> **TASK REQUIREMENTS**
A - Echo, character for character, the part of the capacitor and DC drill pack that opens with the words containing "DC Circuits" and closes with "Current Law (KCL)".
B - Proceed with the capacitor and DC drill pack, writing on from the point where it stops.

> **PAGE TEXT**
==========
FAD1022: Rapid-Fire Drill Pack — CQ 2 Capacitor & DC

Objective: Achieve mechanical fluency in capacitor calculations, RC transient analysis, and DC circuit fundamentals.
Target: 60–90 seconds per problem. If you stall >3 minutes, skip and mark it.
Total problems: 66
Estimated time: 70–100 minutes

Cheat Sheet (Memorize First)

Capacitor Formulas

Formula Description
$C = \dfrac{Q}{\Delta V}$ Definition of capacitance
$C = \varepsilon_0 \dfrac{A}{d}$ Parallel-plate (vacuum/air)
$C = \kappa \varepsilon_0 \dfrac{A}{d}$ With dielectric
$\kappa = \dfrac{\varepsilon}{\varepsilon_0} = \dfrac{C}{C_0}$ Dielectric constant
$E = \dfrac{\sigma}{\varepsilon_0} = \dfrac{Q}{A\varepsilon_0}$ Field between plates (vacuum)
$E = \dfrac{\Delta V}{d}$ Uniform field
$\vec{E} = \dfrac{\vec{E}_0}{\kappa}$ Net field with dielectric
$\Delta V = \dfrac{\Delta V_0}{\kappa}$ Voltage on isolated capacitor with dielectric

Combinations & Energy

Formula Description
$\dfrac{1}{C_{\text{eq}}} = \dfrac{1}{C_1} + \dfrac{1}{C_2} + \dots$ Series
$C_{\text{eq}} = C_1 + C_2 + \dots$ Parallel
$U = \dfrac{1}{2} C (\Delta V)^2 = \dfrac{1}{2} Q \Delta V = \dfrac{Q^2}{2C}$ Stored energy
$u = \dfrac{1}{2} \varepsilon_0 E^2$ Energy density (vacuum)
$u = \dfrac{1}{2} \kappa \varepsilon_0 E^2$ Energy density (dielectric)

RC Transients

Formula Description
$\tau = RC$ Time constant
$q(t) = Q_{\max}(1 - e^{-t/\tau})$ Charging
$q(t) = Q_0 e^{-t/\tau}$ Discharging
$I(t) = I_0 e^{-t/\tau}$ Current during discharge
$I(t) = \dfrac{\mathcal{E}}{R} e^{-t/\tau}$ Current during charge
At $t = \tau$: $q \approx 63%$ of max; at $t = 5\tau$: $>99%$

DC Circuits

Formula Description
$V = IR$ Ohm's law
$P = IV = I^2 R = \dfrac{V^2}{R}$ Power
$R_{\text{eq}} = R_1 + R_2 + \dots$ Resistors in series
$\dfrac{1}{R_{\text{eq}}} = \dfrac{1}{R_1} + \dfrac{1}{R_2} + \dots$ Resistors in parallel
$V_{\text{terminal}} = \mathcal{E} - Ir$ Terminal voltage
$\sum I_{\text{in}} = \sum I_{\text{out}}$ Kirchhoff's Current Law (KCL)
$\sum \Delta V = 0$ (loop) Kirchhoff's Voltage Law (KVL)
==========
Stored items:
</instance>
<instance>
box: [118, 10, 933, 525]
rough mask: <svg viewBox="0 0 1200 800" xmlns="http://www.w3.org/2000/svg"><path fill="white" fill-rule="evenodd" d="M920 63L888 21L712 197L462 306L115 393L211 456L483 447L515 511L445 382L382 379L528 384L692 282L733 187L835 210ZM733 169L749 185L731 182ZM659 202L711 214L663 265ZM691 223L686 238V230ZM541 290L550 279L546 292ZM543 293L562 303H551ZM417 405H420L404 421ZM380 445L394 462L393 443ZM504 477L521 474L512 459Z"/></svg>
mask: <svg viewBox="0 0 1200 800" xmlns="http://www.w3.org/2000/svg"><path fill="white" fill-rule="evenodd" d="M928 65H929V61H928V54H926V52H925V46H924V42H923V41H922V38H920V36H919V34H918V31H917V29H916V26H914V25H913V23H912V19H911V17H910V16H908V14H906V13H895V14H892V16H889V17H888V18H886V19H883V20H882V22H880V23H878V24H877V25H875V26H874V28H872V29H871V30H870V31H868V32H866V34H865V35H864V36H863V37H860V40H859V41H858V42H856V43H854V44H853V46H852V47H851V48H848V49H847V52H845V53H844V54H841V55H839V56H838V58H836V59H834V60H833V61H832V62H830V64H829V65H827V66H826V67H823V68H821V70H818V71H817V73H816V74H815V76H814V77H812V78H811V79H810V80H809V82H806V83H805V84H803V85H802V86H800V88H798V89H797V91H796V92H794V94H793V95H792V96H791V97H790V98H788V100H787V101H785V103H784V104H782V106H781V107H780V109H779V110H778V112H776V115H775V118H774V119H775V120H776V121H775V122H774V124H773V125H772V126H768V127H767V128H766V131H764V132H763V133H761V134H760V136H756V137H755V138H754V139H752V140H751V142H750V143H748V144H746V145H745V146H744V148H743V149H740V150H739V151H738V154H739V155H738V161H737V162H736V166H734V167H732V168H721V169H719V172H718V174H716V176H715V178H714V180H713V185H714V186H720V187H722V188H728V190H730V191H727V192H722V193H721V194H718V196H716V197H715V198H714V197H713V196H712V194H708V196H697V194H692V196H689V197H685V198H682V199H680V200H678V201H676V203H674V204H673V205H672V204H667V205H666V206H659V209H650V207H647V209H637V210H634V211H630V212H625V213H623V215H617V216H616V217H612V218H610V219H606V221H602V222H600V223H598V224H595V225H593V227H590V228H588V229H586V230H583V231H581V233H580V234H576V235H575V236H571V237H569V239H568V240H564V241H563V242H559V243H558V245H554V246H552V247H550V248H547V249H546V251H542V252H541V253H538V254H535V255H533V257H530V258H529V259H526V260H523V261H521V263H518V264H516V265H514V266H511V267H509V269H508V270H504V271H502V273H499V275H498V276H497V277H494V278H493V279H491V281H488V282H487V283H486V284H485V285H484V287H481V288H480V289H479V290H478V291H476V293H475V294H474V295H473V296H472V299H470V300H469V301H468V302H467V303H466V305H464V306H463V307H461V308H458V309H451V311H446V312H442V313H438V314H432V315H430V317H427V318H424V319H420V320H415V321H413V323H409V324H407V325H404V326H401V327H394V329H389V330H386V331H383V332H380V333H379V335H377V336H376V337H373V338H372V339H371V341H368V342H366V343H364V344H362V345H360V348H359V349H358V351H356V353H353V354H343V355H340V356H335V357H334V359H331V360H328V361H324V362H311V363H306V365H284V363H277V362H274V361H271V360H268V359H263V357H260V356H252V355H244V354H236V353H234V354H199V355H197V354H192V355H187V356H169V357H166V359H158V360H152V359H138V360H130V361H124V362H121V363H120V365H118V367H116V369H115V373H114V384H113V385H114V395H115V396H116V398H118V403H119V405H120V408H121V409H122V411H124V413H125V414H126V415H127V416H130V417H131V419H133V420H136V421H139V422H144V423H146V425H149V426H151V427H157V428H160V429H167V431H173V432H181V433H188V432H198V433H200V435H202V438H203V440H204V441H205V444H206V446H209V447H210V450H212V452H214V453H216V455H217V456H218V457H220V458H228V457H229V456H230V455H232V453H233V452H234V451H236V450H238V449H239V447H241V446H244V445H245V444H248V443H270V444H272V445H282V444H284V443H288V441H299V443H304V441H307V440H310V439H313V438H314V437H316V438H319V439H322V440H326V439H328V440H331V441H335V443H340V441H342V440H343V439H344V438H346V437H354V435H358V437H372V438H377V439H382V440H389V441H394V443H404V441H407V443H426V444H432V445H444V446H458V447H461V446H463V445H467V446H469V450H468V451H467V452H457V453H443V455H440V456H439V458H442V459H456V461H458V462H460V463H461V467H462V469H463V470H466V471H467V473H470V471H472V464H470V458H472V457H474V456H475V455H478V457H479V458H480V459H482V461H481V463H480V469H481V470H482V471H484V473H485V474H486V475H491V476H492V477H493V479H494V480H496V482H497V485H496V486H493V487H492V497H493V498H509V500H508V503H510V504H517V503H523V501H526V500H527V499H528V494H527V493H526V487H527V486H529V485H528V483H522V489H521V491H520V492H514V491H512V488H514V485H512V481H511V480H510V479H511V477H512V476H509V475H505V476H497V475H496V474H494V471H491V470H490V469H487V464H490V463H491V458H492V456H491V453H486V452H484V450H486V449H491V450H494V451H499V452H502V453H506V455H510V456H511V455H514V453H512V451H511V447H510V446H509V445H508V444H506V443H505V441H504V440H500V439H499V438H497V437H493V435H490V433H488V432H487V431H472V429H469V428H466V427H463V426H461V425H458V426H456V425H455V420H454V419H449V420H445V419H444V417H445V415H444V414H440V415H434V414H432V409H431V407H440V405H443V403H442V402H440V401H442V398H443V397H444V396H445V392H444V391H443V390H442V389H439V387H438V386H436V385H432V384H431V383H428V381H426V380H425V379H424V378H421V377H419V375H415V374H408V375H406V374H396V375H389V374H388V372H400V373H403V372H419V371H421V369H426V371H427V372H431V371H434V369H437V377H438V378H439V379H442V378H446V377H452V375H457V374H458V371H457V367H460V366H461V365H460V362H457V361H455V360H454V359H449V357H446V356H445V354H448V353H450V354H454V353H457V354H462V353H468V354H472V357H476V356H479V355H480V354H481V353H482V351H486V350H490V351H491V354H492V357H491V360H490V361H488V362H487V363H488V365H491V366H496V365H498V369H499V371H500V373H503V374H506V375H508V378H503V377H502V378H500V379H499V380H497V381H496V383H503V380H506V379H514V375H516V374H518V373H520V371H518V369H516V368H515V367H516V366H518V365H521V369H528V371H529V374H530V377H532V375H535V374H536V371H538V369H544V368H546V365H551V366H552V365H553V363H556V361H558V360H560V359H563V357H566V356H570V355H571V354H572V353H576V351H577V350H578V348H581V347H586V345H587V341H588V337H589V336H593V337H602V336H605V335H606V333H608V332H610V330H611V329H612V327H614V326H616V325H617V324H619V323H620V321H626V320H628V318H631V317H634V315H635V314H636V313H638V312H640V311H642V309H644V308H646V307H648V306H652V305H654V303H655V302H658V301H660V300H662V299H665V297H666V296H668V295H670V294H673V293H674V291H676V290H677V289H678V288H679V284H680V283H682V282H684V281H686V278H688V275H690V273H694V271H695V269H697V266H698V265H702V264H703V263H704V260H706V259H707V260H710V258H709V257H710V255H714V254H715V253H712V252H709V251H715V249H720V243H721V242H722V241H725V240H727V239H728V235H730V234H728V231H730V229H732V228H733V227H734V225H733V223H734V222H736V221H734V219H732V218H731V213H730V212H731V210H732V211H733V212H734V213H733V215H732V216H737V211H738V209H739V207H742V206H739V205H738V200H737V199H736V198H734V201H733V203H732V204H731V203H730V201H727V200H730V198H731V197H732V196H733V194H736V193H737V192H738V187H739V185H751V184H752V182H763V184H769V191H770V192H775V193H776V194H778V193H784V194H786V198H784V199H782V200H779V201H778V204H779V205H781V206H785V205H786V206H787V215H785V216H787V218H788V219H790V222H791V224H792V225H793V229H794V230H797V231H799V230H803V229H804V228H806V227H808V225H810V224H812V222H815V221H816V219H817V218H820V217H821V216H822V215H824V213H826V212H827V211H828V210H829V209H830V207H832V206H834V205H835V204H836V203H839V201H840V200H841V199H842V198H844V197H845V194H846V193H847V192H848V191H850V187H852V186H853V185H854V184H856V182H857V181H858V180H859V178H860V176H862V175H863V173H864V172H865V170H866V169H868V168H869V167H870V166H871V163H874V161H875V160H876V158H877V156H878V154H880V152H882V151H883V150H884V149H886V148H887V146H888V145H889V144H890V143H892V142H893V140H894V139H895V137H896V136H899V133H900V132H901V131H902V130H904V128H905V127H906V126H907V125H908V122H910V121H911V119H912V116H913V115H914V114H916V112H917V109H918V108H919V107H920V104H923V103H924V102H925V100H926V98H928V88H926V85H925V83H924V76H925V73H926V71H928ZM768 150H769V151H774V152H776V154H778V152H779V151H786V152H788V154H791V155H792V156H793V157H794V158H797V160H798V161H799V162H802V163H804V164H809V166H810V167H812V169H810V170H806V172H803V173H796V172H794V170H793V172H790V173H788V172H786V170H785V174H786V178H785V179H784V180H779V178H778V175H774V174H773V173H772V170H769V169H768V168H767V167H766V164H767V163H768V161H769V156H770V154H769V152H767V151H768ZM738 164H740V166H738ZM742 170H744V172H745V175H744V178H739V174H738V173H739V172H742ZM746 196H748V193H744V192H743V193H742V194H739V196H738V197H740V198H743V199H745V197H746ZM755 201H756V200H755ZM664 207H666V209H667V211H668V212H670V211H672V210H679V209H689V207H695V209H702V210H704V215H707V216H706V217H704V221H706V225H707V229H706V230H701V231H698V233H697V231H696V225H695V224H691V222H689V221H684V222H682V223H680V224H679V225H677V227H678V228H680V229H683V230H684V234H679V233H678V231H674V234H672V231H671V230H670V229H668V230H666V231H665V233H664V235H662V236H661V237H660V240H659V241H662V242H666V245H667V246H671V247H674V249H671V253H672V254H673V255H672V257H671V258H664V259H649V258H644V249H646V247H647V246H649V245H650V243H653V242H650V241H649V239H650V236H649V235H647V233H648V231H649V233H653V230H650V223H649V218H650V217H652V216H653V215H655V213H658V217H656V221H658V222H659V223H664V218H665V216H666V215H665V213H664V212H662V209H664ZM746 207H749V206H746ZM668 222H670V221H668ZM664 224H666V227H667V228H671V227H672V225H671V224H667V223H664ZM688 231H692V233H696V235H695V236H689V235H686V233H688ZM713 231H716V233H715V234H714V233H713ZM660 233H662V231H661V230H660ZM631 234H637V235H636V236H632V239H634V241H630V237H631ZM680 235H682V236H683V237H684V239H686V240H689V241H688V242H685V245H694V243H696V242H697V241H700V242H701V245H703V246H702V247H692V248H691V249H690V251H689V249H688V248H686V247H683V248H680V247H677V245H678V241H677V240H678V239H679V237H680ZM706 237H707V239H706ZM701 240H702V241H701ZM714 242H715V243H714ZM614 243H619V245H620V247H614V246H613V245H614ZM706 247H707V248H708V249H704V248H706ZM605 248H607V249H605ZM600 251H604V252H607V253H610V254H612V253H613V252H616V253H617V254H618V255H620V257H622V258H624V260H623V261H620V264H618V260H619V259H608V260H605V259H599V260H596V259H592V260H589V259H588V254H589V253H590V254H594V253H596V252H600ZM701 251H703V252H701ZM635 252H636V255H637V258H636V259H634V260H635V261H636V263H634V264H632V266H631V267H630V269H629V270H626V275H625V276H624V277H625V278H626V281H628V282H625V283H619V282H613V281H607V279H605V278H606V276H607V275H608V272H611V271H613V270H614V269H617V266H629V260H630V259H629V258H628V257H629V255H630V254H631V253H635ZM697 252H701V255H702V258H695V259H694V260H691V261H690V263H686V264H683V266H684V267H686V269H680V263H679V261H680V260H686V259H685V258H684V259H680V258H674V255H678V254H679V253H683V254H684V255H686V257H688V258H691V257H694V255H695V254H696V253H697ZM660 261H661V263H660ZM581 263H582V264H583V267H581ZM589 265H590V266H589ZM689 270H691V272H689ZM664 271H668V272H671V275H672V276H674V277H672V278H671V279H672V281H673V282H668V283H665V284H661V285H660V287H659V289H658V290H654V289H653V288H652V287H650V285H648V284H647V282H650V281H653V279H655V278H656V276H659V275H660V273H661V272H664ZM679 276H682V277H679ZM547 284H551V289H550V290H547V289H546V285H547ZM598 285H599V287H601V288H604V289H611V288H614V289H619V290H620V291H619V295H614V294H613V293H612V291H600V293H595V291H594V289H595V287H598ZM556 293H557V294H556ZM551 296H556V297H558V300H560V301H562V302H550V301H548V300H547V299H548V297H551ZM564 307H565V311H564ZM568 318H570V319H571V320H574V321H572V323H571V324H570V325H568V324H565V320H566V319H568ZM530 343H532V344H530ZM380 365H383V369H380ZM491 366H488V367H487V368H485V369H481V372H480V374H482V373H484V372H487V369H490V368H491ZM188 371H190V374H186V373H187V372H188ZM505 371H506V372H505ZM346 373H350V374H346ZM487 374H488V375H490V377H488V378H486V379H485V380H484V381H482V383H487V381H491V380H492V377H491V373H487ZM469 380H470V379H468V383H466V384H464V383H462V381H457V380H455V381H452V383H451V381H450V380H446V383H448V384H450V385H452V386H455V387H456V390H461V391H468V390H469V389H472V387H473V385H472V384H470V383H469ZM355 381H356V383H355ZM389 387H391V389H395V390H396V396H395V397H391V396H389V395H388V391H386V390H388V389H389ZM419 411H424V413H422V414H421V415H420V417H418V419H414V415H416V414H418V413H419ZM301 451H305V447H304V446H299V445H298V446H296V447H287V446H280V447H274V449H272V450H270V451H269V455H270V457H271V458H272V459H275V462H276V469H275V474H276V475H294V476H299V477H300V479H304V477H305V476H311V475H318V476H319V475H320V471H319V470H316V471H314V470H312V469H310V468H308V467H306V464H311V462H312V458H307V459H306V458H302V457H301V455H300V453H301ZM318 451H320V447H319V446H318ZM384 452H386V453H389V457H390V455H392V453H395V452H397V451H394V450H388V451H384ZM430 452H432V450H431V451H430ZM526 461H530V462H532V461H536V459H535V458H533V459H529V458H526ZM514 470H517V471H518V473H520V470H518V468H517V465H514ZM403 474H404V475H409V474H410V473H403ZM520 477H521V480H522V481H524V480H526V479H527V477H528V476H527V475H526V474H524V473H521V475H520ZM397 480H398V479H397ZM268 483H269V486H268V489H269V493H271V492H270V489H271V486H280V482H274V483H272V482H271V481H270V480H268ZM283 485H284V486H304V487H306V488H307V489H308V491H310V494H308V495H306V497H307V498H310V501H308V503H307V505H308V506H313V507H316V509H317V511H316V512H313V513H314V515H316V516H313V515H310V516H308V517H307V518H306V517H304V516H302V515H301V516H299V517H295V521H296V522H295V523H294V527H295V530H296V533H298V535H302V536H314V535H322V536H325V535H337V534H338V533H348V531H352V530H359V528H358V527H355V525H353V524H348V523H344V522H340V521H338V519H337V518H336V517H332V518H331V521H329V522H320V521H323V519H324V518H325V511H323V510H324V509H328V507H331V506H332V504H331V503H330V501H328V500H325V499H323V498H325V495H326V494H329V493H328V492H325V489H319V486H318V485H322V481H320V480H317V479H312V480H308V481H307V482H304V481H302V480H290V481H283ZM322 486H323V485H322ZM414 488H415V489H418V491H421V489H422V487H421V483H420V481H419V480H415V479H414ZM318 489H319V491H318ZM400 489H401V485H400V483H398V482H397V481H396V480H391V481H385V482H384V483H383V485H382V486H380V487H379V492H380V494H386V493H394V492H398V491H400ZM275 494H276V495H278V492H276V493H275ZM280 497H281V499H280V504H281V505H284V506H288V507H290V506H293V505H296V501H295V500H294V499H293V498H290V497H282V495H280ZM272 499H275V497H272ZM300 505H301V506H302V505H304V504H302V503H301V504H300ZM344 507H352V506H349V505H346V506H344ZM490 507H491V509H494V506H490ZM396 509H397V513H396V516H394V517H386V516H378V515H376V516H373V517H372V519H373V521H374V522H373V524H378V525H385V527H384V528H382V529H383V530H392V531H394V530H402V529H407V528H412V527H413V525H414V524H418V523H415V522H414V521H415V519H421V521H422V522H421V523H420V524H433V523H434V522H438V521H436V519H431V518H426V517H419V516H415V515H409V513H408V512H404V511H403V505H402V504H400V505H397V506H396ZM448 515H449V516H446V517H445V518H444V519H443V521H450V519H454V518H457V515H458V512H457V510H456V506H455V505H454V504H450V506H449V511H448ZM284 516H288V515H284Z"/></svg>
==========
> **RESULTS FOR THE EXERCISE**
A -
DC Circuits

Formula Description
$V = IR$ Ohm's law
$P = IV = I^2 R = \dfrac{V^2}{R}$ Power
$R_{\text{eq}} = R_1 + R_2 + \dots$ Resistors in series
$\dfrac{1}{R_{\text{eq}}} = \dfrac{1}{R_1} + \dfrac{1}{R_2} + \dots$ Resistors in parallel
$V_{\text{terminal}} = \mathcal{E} - Ir$ Terminal voltage
$\sum I_{\text{in}} = \sum I_{\text{out}}$ Kirchhoff's Current Law (KCL)

B -
Mnemonic — SERIES vs PARALLEL for Capacitors:

  • Series → Same charge $Q$; Sum of reciprocals; total $C$ Smaller than smallest.
  • Parallel → Pame voltage $V$; Plain sum; total $C$ Pigger than largest.

Part A: Basic Capacitor Calculations

Target: 45–60 seconds per problem.

Set A1 — Definition $C = Q/V$ (6 problems)

Apply $C = Q/\Delta V$ and its rearrangements directly.

  1. A $47 , \mu\text{F}$ capacitor is connected to a $9.0 , \text{V}$ battery. How much charge is stored on each plate?
  2. A capacitor stores $3.6 \times 10^{-4} , \text{C}$ of charge at $120 , \text{V}$. What is its capacitance in $\mu\text{F}$?
  3. A $220 , \mu\text{F}$ capacitor holds $2.64 \times 10^{-3} , \text{C}$. What is the potential difference across it?
  4. A capacitor is marked $50 , \text{V}$, $1000 , \mu\text{F}$. What is the maximum charge it can safely hold?
  5. If the voltage across a $10 , \mu\text{F}$ capacitor is tripled from $4 , \text{V}$ to $12 , \text{V}$, by what factor does the stored charge change?
  6. Two identical capacitors each store charge $Q$ at voltage $V$. They are connected in parallel. What is the total charge and the voltage across the combination?

Score: ___/6

Set A2 — Parallel-Plate Geometry & Dielectrics (6 problems)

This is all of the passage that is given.